The tasks:
1 > Set down the stretch of the blog post on Iraq War casualties from "Apollo said..." through "will be different.", copied word for word.
2 > Answer these questions using the blog post on Iraq War casualties.
(a) How many Americans does the post say were killed in the Battle of the Bulge?
(b) How many deaths in the United States does the post say were blamed on Hurricane Ivan?
(c) What does the comment from Apollo call the insurgents?
3 > Translate this sentence from the blog post on Iraq War casualties into Spanish: "Perhaps relating this to something else will help illustrate my point."

═══ Extract provided ═══

Sunday, September 19, 2004

Iraq War Casualties

As a student of military history it has bothered me in the extreme about how the Iraq War and post-war period have been portrayed in the media, especially the numbers of troops killed. By historical standards the numbers of troops lost in this war has been almost absurdly low, and any attempt to portray the numbers as anything other than this, no matter by whom, is irresponsible and ignorant in the extreme.

Take for instance that in the Battle of the Bulge, approximately a several month engagement, over 10,000 Americans were killed. In a year and a half of conquering a country and then running it while it contains some extremely hostile elements has cost slightly over 1,000.

Perhaps relating this to something else will help illustrate my point. Using the approximation of 420,000 total deaths of US troops in World War 2 it would take an ongoing Iraq occupation for 630 years to equal the total of three years of World War 2 fighting.

Hurricane Ivan, which I will say has damaged America for about a week, has been blamed for 25 deaths in the United States. If a Hurricane Ivan hit the United States every week for a year and a half the deaths caused would total 1,950, easily out-pacing the deaths caused by this "deadly insurgency" in Iraq.

By any and every standard ever applied to casualties in war, except for recently, this war would be considered an overwhelming success. The way we are currently reacting to these minimal casualties isn't a good sign if we're ever to attack bigger threats, with better militaries than Iraq, i.e. North Korea, Iran, China, Syria.

The political cost of any number of casualties beyond a couple thousand may be seen as too great for the risk to be taken by current or future Presidents. I hope to be wrong, but unless the media stops dwelling on these numbers I fear that I am not.


Apollo said...

I agree that the liberal media will do everything to make iraq sound as bad as possible, but the problem with comparing it with the Battle of the Bulge or all of WWII is that those were wars of attrition(at least thats how the US mostly fought it, the germans used maneuver warfare).WWII was industrialized warfare, of course the body counts will be different.

The insurgents are fourth generation soldiers, the body counts will be lower becuase they fight differently, this is not massed troops vs. massed troops, this is a highly decentralized war.

Alexander said...

First of all, thanks for the comment. I just recently added the feature to get some feedback on the posts since I've been getting many hits.

═══ Supplied data ═══

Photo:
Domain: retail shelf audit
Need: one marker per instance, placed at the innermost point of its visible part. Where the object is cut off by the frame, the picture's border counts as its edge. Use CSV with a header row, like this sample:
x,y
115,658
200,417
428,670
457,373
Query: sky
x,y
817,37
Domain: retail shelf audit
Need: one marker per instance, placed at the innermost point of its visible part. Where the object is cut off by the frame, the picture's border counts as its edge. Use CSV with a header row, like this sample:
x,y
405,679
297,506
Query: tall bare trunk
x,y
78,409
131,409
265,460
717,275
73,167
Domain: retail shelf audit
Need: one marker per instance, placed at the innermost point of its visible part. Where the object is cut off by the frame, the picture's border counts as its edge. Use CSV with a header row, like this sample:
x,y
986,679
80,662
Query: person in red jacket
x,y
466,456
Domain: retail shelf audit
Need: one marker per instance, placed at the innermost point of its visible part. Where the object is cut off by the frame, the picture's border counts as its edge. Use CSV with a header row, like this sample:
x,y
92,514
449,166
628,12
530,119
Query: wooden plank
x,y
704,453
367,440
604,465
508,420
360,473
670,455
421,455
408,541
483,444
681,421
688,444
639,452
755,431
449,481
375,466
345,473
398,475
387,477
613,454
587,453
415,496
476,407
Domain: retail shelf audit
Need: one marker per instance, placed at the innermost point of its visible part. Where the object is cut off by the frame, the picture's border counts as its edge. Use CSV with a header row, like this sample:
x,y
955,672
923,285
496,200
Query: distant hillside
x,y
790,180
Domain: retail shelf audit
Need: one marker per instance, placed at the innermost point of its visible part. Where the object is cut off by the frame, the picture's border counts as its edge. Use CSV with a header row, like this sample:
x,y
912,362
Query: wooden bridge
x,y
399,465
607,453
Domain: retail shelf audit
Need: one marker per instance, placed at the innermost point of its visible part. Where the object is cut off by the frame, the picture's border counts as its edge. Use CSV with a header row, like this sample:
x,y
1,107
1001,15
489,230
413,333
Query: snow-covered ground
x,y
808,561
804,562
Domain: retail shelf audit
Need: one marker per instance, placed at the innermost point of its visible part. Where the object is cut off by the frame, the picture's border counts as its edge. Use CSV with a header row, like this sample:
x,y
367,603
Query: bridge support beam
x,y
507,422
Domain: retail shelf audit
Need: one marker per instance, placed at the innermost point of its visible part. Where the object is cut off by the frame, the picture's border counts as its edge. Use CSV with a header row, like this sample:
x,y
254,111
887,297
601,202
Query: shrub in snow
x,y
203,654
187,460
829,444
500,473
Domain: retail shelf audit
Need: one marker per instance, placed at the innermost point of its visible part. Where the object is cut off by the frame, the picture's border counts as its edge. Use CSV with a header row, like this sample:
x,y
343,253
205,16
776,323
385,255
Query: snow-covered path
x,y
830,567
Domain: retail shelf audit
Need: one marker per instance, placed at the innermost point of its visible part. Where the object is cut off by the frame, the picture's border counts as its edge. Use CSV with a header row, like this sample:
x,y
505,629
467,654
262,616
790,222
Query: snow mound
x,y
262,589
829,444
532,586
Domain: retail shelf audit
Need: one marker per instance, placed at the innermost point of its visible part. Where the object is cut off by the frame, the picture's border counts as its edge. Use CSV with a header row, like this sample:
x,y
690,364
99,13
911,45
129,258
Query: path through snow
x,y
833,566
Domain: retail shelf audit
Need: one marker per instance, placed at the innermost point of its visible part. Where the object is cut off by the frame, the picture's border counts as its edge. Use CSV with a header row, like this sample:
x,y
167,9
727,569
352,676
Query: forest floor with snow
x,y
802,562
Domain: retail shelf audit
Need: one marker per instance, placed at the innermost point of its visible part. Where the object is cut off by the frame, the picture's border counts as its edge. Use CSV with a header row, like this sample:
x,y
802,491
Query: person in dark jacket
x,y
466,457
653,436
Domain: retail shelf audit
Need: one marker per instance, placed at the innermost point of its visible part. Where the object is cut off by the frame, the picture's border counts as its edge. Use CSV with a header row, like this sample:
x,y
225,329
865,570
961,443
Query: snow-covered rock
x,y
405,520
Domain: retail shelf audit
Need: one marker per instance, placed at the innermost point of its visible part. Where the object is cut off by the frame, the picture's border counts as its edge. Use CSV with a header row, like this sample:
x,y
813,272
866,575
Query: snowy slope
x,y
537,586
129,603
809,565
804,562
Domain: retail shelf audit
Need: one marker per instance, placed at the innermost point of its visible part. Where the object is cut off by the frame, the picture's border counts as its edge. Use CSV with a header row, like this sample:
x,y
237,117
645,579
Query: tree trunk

═══

Expected outputs:
1 >
Apollo said...

I agree that the liberal media will do everything to make iraq sound as bad as possible, but the problem with comparing it with the Battle of the Bulge or all of WWII is that those were wars of attrition(at least thats how the US mostly fought it, the germans used maneuver warfare).WWII was industrialized warfare, of course the body counts will be different.

2 >
(a) Over 10,000.
(b) 25.
(c) Fourth generation soldiers.

3 > Quizás relacionar esto con otra cosa ayude a ilustrar mi argumento.